The US Senate has approved a $2.2 trillion bailout bill, while the UK has announced its own worth $400bn. Many however argue that the sums, large as they are, may not be enough.
American senators have pushed through the largest rescue package in US history, worth over $2.2 trillion.
The sum, which dwarfs the $800 billion bailout following the 2008 recession, is aimed at mitigating the impact of the Covid-19 pandemic.
There are currently more than 470,000 confirmed cases of the coronavirus globally, with more than 21,000 deaths.
The virus is believed to have originated in animals sold at a wet market in the Chinese region of Wuhan.
Businesses and the workers they employ have been hit hard by the disease as customers stay at home to protect themselves from the disease. In many areas across the globe, non-essential retailers have been asked to close as part of shutdowns.
Like workers elsewhere, those in the US face the prospect of job losses in the near future, as firms’ liquidity dries up.
“The gears of the American economy have ground to a halt,” said Senate minority leader Chuck Schumer.

MATERIAL SHOWN:
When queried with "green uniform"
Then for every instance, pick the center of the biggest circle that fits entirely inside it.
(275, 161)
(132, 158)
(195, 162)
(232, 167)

EXERCISE A: Extract everything in the bailout article from "There are currently" down to "region of Wuhan.", copying the wording without any change.
EXERCISE B: Continue the article on the coronavirus bailout from the point where it stops.

EXERCISE RESULT A:
There are currently more than 470,000 confirmed cases of the coronavirus globally, with more than 21,000 deaths.
The virus is believed to have originated in animals sold at a wet market in the Chinese region of Wuhan.

EXERCISE RESULT B:
The American bailout, like ones in the UK and other Western economies, is primarily aimed at ensuring cash flow throughout the crisis.
Businesses and state governments will benefit from a $500 billion fund, which will give them access to loans and grants to keep tiding over.
An additional $367 billion will be earmarked for smaller businesses to cover company payroll.
The package also includes direct aid for individuals - most American adults will receive one time payments of $1,200 under the bailout, with an additional $500 for each child.
Unemployment protections were also increased to $600 a week over a maximum four-month period.
Officials in the UK have not gone as far as implementing direct payouts to individual citizens, but have guaranteed 80 percent of salary for workers not able to attend their jobs.
The US payouts came after intense debate between Democrats and Republicans, with some among the latter, arguing that generous unemployment protections would disincentivise work.
On Twitter, veteran Republican Senator Lindsey Graham wrote: “Only in Senator @BernieSanders world does it make sense to pay people more NOT to work than TO work.
Adding: “I am all for making peoples salaries whole. However, I am not for increasing people’s salary through the unemployment insurance system.”
Many critics pointed out that his concerns about workers misusing aid did not extend to corporations.
Too little, too late?
Concerns about the bailout packages introduced by governments in western states centre on whether all those in need are being reached and whether the amounts on offer are enough in the long term.
In the UK, for instance, there is still little guidance on what help is available for those in self-employment.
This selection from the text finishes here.